_STATED PROBLEM_
Reproduce the entire listing below exactly as it appears, leaving out the pictures.
#### INFORMATION SHOWN ####
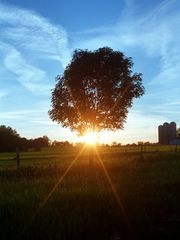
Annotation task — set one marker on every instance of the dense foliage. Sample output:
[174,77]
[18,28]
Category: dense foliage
[96,91]
[10,140]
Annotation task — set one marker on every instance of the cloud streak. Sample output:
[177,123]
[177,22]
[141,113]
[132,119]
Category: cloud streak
[25,38]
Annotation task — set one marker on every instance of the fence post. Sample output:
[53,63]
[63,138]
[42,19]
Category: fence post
[17,157]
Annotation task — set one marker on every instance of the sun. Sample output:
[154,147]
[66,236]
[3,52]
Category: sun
[91,138]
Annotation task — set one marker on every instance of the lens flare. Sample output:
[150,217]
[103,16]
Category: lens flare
[91,137]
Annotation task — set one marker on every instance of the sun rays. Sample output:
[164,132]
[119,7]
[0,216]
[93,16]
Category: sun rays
[106,174]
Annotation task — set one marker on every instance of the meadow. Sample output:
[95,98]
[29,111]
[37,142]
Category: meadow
[123,194]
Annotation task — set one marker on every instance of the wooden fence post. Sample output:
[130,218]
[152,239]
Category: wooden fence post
[17,157]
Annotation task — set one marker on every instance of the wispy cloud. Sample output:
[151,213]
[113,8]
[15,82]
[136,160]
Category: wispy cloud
[153,39]
[27,37]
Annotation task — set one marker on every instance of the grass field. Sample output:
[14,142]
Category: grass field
[138,197]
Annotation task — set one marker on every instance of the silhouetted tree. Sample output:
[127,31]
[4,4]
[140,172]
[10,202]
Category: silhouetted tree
[9,139]
[96,91]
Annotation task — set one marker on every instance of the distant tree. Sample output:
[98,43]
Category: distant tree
[40,142]
[9,139]
[96,91]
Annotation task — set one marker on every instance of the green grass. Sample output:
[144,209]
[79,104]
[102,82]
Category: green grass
[83,206]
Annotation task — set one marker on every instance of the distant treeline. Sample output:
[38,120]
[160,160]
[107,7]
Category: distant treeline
[10,140]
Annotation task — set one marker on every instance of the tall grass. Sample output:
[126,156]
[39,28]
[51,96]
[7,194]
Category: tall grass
[83,205]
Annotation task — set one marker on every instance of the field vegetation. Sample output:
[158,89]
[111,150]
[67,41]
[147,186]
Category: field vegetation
[136,197]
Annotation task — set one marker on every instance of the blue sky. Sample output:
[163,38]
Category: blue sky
[37,39]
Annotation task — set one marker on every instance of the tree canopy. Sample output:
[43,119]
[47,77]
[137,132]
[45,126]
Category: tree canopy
[96,91]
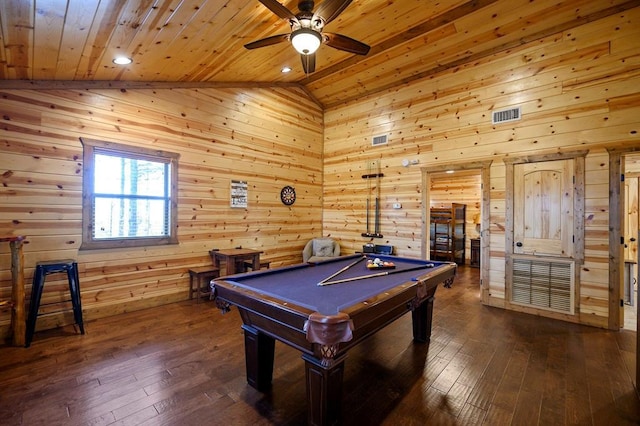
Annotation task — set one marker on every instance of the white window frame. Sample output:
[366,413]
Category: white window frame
####
_RESULT OF THIS TASK_
Annotation task — set one marker on every instance of the dense foliage. Sample output:
[174,77]
[18,28]
Category: dense foliage
[96,91]
[10,140]
Annotation task — set one marker on every instance of the cloud streak. Sample output:
[177,123]
[177,22]
[141,113]
[132,119]
Category: cloud streak
[25,38]
Annotation task — set one marker on every instance of the fence post. Sample output:
[53,63]
[63,138]
[42,19]
Category: fence post
[17,157]
Annotation task — set one marker on every instance of the sun. Sample output:
[154,147]
[66,236]
[3,52]
Category: sun
[91,138]
Annotation task — set one marker on every instance of the lens flare. Sample output:
[150,217]
[103,16]
Category: lens flare
[91,137]
Annotation task — set one marker on every instance of the sun rays. Sample output:
[164,132]
[119,7]
[0,216]
[93,16]
Category: sun rays
[106,174]
Annotation task — set one marker on every instance of the meadow. Sample output:
[95,98]
[29,111]
[37,142]
Category: meadow
[123,194]
Annotation task — set one marker on every instance of the wooden fence post. Sample output:
[130,218]
[152,239]
Category: wooden fence post
[17,157]
Annotation task — set one marker on every instance of the wispy cloud. Sample output:
[151,213]
[113,8]
[15,82]
[136,160]
Category: wispy cloud
[153,39]
[27,37]
Annotation task — set one marker on every instance of the grass field. Sample output:
[14,142]
Category: grass field
[138,197]
Annotation task — set one marker on every instance of the silhouetted tree. Sample output:
[127,31]
[4,4]
[140,172]
[10,202]
Category: silhouetted tree
[9,139]
[96,91]
Annotation task — set one marker on every instance of the distant tree. Sample output:
[98,43]
Category: distant tree
[40,142]
[9,139]
[96,91]
Annotation task — set one marker on every instance of the green grass. Sample output:
[144,209]
[79,104]
[102,82]
Category: green grass
[83,206]
Annotation task — set one marker on every instance of the distant treeline. Sample output:
[38,120]
[160,160]
[107,7]
Category: distant treeline
[10,140]
Annotation task — set one marker on every instance of the tall grass. Sample output:
[126,156]
[39,28]
[51,96]
[7,194]
Category: tall grass
[83,205]
Annotation task — set one marker on every instance of the field vegetation. Sample output:
[158,89]
[111,150]
[67,41]
[147,186]
Category: field vegetation
[136,197]
Annotation task — set one marker on every instance of the blue sky. Sample output:
[163,38]
Category: blue sky
[37,39]
Annotation task — set one marker on every instance of the tree canopy. Sample output:
[43,119]
[47,77]
[137,132]
[45,126]
Category: tree canopy
[96,91]
Annotation task — set one marker on every instance of the white window frame. Sample output:
[366,413]
Category: white window frame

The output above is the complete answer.